### WORK REQUEST
Nothing but the lines from the start of the data through the line with "find the man running barefoot shadow" should appear in the answer, each retyped exactly, and pictures should not.
☆ ☆ ☆ ☆ ☆
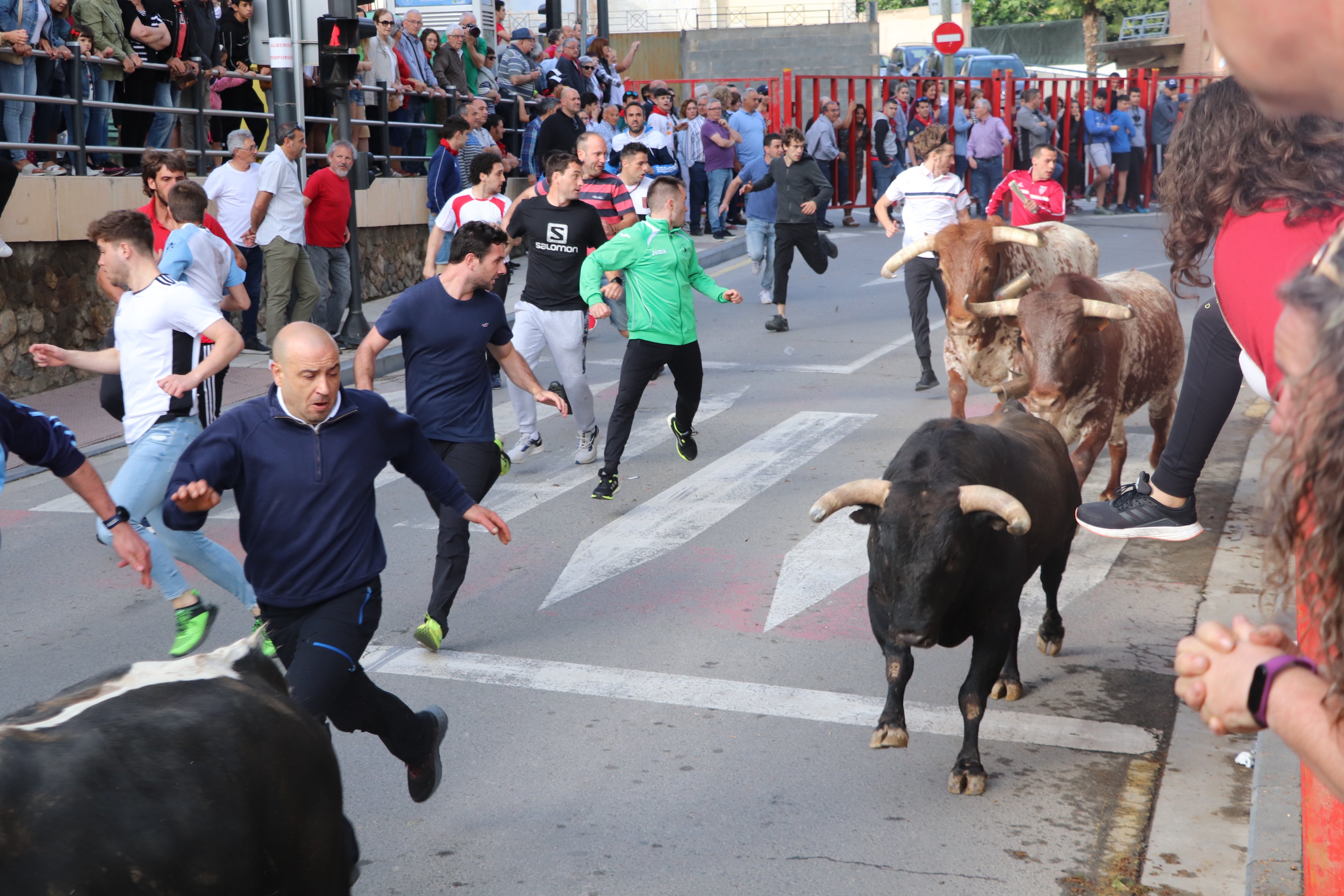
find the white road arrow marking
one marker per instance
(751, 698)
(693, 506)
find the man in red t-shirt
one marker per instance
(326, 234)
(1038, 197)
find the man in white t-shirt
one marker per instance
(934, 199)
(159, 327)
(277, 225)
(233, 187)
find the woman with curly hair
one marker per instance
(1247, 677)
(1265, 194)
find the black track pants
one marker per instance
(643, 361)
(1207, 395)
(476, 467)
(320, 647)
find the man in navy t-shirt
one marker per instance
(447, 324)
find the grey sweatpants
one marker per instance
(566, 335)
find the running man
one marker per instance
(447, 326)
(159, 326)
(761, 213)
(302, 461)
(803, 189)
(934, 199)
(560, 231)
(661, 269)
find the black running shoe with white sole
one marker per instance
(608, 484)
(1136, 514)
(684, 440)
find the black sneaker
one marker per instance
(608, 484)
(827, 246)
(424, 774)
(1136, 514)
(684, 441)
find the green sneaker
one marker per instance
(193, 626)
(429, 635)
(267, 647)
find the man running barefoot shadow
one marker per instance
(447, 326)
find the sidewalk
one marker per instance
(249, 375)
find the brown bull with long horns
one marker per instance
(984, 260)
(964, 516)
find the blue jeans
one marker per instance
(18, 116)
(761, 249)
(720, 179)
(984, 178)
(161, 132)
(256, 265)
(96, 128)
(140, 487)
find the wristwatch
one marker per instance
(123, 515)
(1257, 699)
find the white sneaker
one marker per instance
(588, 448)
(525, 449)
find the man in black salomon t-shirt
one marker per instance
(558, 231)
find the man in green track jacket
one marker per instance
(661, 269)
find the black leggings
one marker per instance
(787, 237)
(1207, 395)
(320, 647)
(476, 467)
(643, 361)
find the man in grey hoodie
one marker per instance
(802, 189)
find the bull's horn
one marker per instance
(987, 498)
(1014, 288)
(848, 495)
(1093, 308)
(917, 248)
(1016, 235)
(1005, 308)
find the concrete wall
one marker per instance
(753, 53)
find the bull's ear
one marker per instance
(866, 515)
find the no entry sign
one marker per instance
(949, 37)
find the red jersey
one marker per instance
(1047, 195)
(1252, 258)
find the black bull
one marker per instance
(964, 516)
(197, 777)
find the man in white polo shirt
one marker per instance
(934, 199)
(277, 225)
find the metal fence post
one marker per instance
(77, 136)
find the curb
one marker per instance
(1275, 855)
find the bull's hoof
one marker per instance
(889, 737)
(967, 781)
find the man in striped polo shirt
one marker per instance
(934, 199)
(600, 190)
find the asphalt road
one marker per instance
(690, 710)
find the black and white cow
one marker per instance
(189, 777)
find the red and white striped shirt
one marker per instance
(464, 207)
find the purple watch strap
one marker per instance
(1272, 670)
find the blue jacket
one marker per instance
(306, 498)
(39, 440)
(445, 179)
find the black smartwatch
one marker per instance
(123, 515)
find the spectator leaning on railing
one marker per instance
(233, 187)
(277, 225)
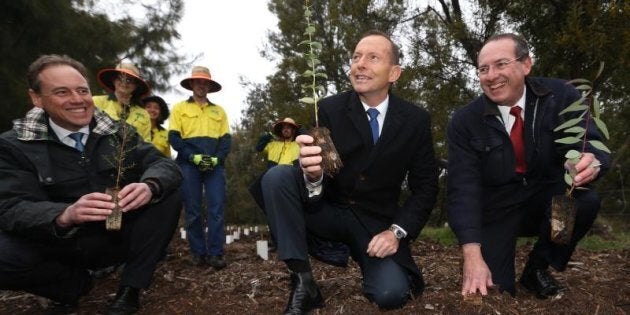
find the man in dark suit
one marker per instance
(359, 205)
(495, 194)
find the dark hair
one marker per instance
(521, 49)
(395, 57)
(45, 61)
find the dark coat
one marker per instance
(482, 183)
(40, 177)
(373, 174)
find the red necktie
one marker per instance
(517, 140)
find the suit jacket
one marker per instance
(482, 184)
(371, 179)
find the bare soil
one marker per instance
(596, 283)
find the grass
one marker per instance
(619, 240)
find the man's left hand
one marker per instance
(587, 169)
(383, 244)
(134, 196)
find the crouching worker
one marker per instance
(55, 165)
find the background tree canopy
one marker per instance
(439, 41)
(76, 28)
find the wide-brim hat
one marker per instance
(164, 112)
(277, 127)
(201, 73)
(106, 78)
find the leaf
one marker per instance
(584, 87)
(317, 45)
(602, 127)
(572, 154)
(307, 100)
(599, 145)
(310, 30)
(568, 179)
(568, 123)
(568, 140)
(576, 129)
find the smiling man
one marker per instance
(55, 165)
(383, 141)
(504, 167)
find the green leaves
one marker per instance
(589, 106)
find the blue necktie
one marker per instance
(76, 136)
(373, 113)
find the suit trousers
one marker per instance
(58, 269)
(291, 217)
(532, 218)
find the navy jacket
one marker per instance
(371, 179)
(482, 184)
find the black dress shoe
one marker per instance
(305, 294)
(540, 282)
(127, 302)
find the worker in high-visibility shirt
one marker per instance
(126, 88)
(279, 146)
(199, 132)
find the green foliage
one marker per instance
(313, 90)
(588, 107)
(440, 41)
☆ ☆ ☆ ☆ ☆
### PROBLEM SOLUTION
find the white road arrow marking
one marker per instance
(751, 698)
(693, 506)
find the man in red t-shirt
one marker per instance
(326, 234)
(1038, 197)
find the man in white t-shirt
one marker per instance
(934, 199)
(159, 327)
(277, 225)
(233, 187)
find the woman with curly hair
one marker per instance
(1247, 677)
(1265, 194)
find the black track pants
one marker per instance
(643, 361)
(1207, 395)
(476, 467)
(320, 647)
find the man in navy t-shirt
one marker per instance
(447, 324)
find the grey sweatpants
one marker per instance
(566, 335)
find the running man
one marker per instance
(447, 326)
(159, 326)
(761, 213)
(302, 461)
(803, 189)
(934, 199)
(560, 231)
(661, 269)
find the black running shoe with white sole
one marker per instance
(608, 484)
(1136, 514)
(684, 440)
find the black sneaker
one marker per instance
(608, 484)
(827, 246)
(424, 774)
(1136, 514)
(684, 441)
find the green sneaker
one marker per instance
(193, 626)
(429, 635)
(267, 647)
find the man running barefoot shadow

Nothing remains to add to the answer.